:: Task statement ::
Copy out, word for word, the passage of the blog post on NPR's Cairo reports between "Sunday, May 11, 2008" and "Bailey Clown College.)", inclusive.

:: Quoted text ::
Sunday, May 11, 2008

NPR Report on Environmental Action in Old Cairo by UCLA's Culhane


The version of this story I like best is that a National Public Radio producer saw my blog posts (Egypt's Zabaleen & Competing Visions of Privatization, Cairo Itinerary, & Medieval Inner-City Redevelopment) describing our class trip to "old Cairo" in 2006, where we were hosted by UCLA PhD student TH Culhane (center in photo above, bookended by a Coptic Christian and a Muslim colleague), easily my most show-biz savvy advisee. (Though he attended Harvard, he seems more proud of having also graduated from the Barnum & Bailey Clown College.)

Connections were made over the past few months that eventually led to the NPR reporter Liane Hansen visiting TH's operation in the flesh, resulting in these two reports from two recent NPR "weekend editions," as part of their "Climate Connections: Solutions" series.

They report on the garbage collectors and recyclers, the Zabaleen, and other aspects of environmental degradation and urban poverty (and solar water heating -- TH's research topic) in the oldest parts of Cairo. Listen and learn.

The links take you to short written versions, and links to the audio; the audio reports are about 14 and 10 minutes, respectively. The slide shows are also worth a look.

In Cairo Slum, the Poor Spark Environmental Change (27 April 2008)

Slow but Sure Environmental Progress in Cairo (4 May 2008)

:: Data section ::
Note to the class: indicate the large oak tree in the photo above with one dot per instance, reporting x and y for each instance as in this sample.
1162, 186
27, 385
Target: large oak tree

:: Solution for this problem ::
Sunday, May 11, 2008

NPR Report on Environmental Action in Old Cairo by UCLA's Culhane


The version of this story I like best is that a National Public Radio producer saw my blog posts (Egypt's Zabaleen & Competing Visions of Privatization, Cairo Itinerary, & Medieval Inner-City Redevelopment) describing our class trip to "old Cairo" in 2006, where we were hosted by UCLA PhD student TH Culhane (center in photo above, bookended by a Coptic Christian and a Muslim colleague), easily my most show-biz savvy advisee. (Though he attended Harvard, he seems more proud of having also graduated from the Barnum & Bailey Clown College.)